**Things to do:**
• A. Answer these questions using the page on Git's centralized workflow:
(i) According to the page, what has Git become over the past decade?
(ii) Which Git workflow does the post say it will discuss?
(iii) Why is storing binary files generally not recommended in Git?
• B. From the page on Git's centralized workflow, quote the passage starting at "Someone else might" and ending at "in retaining historical revisions.".
• C. List every kind of person that the page on Git's centralized workflow gives as an example of a typical beginner getting started with Git.

Introducing the Centralized Workflow for Git Beginners
If you’re associated with the tech industry, chances are that you’ve used—or at least heard of—version control. You may even have unknowingly used some form of version control with Google Drive or Wikis. Version control allows you to make checkpoints in your code and collaborate with others, while working on the same code base.
Git is a version control option that has, over the past decade, risen in popularity to become the preeminent choice for developers.
In this post, we’ll discuss one of the Git workflows used by teams working in the business analytics domain—known as the centralized workflow.
Git Considerations for Beginners
When you start with Git, it may be for simple reasons such as storing a backup and retaining historical revisions. If the task isn’t too complex, it may be just you working on the project.
A typical beginner getting started with Git might be a student needing to track their assignments. Or an accountant may be learning Git to keep a structured history of financial statements. Or a lawyer may also wish to use Git to properly manage a diverse set of files.
Someone else might want to store data, charts, visualizations and so on in Excel (.xls
, .xlsx
) or image files. Storing binary files is generally not recommended in Git, because changes can’t be highlighted, but there can still be benefit in retaining historical revisions.

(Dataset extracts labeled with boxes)
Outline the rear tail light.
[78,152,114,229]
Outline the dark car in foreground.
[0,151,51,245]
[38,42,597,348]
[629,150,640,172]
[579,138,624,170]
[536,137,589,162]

**Responses to the exercise:**
• A.
(i) It has become the preeminent choice for developers.
(ii) The centralized workflow.
(iii) Because changes can't be highlighted.

• B.
Someone else might want to store data, charts, visualizations and so on in Excel (.xls
, .xlsx
) or image files. Storing binary files is generally not recommended in Git, because changes can’t be highlighted, but there can still be benefit in retaining historical revisions.

• C. A student, an accountant, a lawyer